TUGAS YANG DIBERIKAN:
Dalam kutipan halaman tentang etnik dan wilayah Indonesia, dasawarsa mana yang dinyatakan Perserikatan Bangsa Bangsa sebagai International Decade of the Indigenous Peoples?

Tiga catatan kecil rasanya perlu disampaikan dalam kesempatan ini.

Pertama, umumnya seluruh etnik ini mempunyai sejarah, adat istiadat, kebudayaan, serta wilayah kampung halaman mereka sendiri (homeland), yang eksistensinya secara konstitusional dijamin oleh pasal 18 dan 32 Undang-Undang Dasar 1945. Rezim kolonial Hindia Belanda dahulu mengadakan studi yang mendalam mengenai etnologi, antropologi,serta hukum adat (ter Haar, 1950), yang kelihatannya agak diabaikan oleh pemerintahan Republik Indonesia.
Akibat dari pengabaian baik sengaja maupun tidak sengaja ini sungguh merugikan, oleh karena pemerintah serta seluruh jajarannya bukan saja tidak memahami tetapi juga bisa terasing dari dinamika kehidupan rakyatnya yang bermasyarakat majemuk ini. Keterasingan tersebut bukan saja dapat menyebabkan pemerintah mempunyai gambaran yang keliru, tetapi juga dapat menyebabkan pemerintah mengambil kebijakan dan tindakan yang keliru. Dari kekeliruan tersebut akan timbul konflik vertikal, yang memang telah terjadi secara berkepanjangan sejak tahun 1946 sampai sekarang.
Kedua, dewasa ini seluruh etnik yang ada di suatu negara, khususnya yang masih berdiam di kampung halamannya masing-masing, mendapat perhatian dan perlindungan hukum internasional hak asasi manusia. Dasawarsa antara 1994-2004 dinyatakan Perserikatan Bangsa Bangsa sebagai International Decade of the Indigenous Peoples. Badan dunia tersebut menunjuk seorang Special Rapporteur untuk menekuni masalah etnik dan masyarakat hukum adat ini.
Ketiga, setiap pemerintah harus hati-hati untuk melakukan kekerasan terhadap suatu etnik, oleh karena tindakan kekerasan yang dapat menyebabkan terbunuhnya warga etnik ini secara yuridis dapat termasuk dalam genocide, yang akan termasuk dalam kejahatan kemanusiaan (crime against humanity).
C.     Wilayah

Wilayah Indonesia yang mengandung kekayaan alam yang bukan main besarnya sungguh amat luas. Wilayah daratannya adalah sebesar 2 juta kilometer persegi. Wilayah lautnya 8 juta kilometer persegi, dengan kekayaan alam yang tidak kalah besarnya dari kekayaan alam di darat. Di atas wilayah darat dan laut tersebut terbentang wilayah udara dan dirgantara, yang sama luasnya, yang dewasa ini juga mempunyai potensi untuk digunakan untuk kesejahteraan rakyat Indonesia.

BUTIR YANG DIBERIKAN:
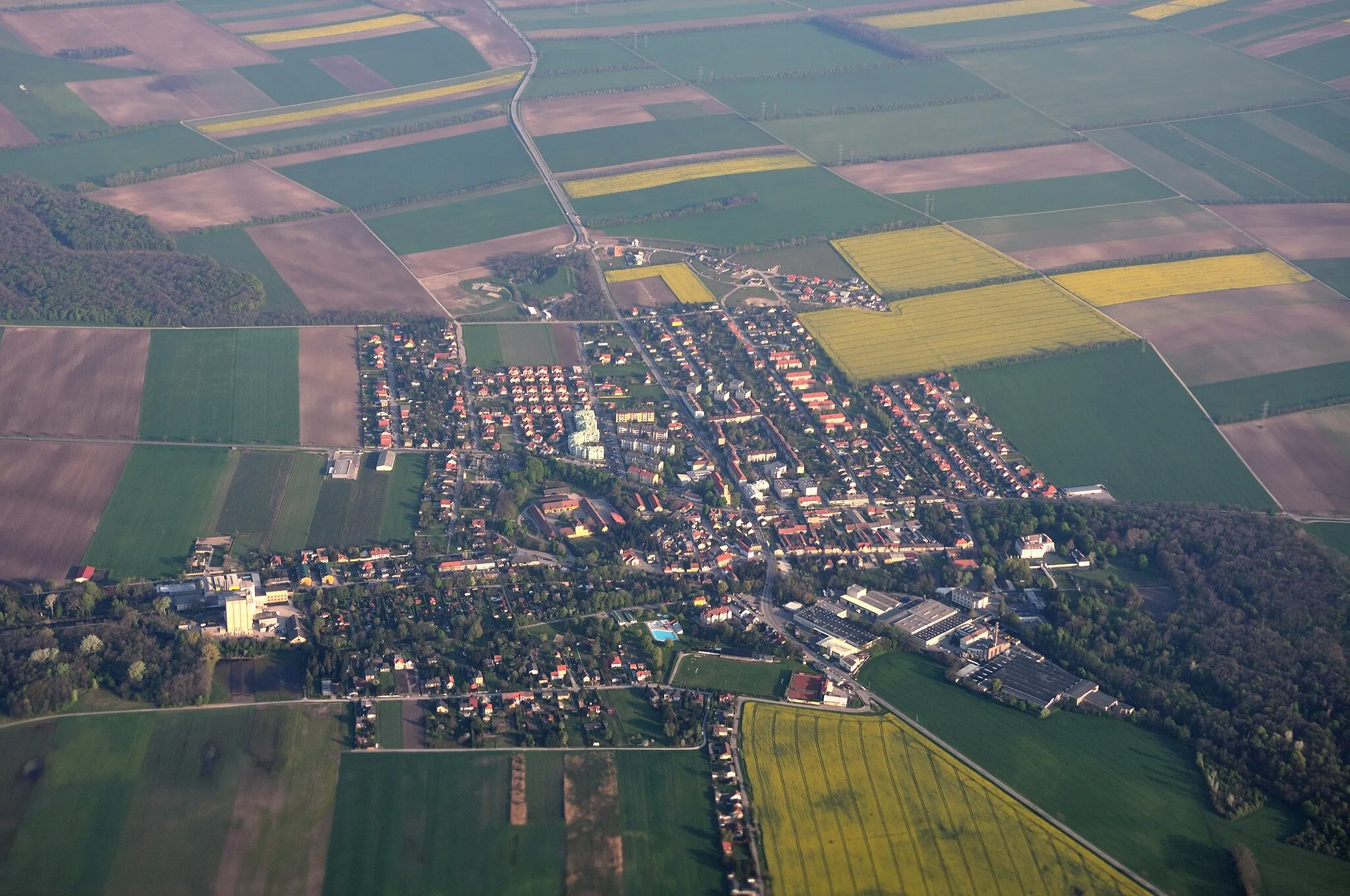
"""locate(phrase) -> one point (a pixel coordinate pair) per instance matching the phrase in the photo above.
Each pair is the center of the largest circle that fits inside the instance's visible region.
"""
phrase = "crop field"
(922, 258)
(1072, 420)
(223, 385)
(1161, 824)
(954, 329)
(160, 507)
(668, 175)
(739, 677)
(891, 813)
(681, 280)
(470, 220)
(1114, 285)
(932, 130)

==

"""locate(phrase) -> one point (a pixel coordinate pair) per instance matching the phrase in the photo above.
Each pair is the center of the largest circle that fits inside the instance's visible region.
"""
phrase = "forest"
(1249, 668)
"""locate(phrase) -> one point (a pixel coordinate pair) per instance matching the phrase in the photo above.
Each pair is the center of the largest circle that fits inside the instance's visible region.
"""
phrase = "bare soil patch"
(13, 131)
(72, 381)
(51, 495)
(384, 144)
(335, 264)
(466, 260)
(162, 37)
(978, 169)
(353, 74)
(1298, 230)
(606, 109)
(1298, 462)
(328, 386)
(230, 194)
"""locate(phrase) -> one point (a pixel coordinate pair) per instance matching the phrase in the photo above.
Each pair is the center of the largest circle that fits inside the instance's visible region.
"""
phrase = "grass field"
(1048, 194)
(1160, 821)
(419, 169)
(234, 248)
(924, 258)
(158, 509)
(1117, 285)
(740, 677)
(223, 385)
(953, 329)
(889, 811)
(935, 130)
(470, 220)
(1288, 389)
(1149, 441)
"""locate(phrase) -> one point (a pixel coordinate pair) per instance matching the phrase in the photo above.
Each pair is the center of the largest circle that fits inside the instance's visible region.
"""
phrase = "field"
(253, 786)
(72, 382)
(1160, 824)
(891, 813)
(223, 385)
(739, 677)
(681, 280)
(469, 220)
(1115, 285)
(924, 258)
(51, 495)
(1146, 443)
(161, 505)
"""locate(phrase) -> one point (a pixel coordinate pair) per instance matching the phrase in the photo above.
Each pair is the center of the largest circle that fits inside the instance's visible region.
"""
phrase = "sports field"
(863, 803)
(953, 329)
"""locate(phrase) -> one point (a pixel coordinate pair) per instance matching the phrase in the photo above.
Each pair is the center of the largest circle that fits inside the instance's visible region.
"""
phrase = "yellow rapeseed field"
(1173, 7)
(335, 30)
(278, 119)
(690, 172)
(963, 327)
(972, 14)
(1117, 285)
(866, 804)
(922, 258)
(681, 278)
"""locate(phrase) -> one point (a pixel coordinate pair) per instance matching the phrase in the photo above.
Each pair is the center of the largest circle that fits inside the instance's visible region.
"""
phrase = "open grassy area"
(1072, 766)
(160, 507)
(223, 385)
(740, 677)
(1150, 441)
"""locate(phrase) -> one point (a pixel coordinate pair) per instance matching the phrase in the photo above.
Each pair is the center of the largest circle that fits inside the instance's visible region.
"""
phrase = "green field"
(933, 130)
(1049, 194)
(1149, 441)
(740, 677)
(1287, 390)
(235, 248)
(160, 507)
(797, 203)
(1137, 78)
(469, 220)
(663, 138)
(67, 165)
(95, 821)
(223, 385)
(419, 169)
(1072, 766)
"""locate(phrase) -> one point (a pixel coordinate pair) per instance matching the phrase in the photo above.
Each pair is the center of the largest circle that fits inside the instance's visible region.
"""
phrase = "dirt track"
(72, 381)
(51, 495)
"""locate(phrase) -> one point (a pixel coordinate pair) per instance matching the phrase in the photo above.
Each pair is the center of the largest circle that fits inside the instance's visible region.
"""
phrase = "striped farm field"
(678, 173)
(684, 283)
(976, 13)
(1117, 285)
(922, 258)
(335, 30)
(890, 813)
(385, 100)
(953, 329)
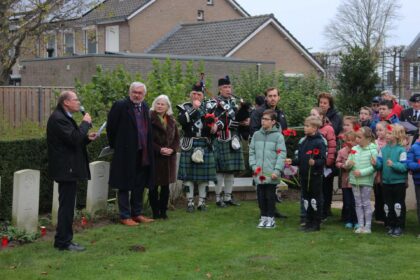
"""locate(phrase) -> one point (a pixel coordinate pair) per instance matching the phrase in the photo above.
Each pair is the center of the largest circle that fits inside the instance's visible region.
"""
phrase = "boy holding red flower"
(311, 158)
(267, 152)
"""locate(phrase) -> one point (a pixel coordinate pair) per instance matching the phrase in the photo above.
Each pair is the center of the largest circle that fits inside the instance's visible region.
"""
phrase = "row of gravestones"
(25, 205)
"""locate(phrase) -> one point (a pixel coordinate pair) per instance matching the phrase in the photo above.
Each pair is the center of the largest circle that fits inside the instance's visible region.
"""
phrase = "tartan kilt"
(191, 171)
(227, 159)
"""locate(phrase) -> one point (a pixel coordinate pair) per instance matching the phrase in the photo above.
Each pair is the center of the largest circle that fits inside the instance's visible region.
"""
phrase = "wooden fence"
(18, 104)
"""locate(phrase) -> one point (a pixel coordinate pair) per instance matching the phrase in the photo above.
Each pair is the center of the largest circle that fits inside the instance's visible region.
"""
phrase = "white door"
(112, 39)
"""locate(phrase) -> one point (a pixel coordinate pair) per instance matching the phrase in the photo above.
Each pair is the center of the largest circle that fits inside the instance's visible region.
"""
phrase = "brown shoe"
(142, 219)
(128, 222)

JAWABAN LENGKAP:
Dasawarsa antara 1994-2004.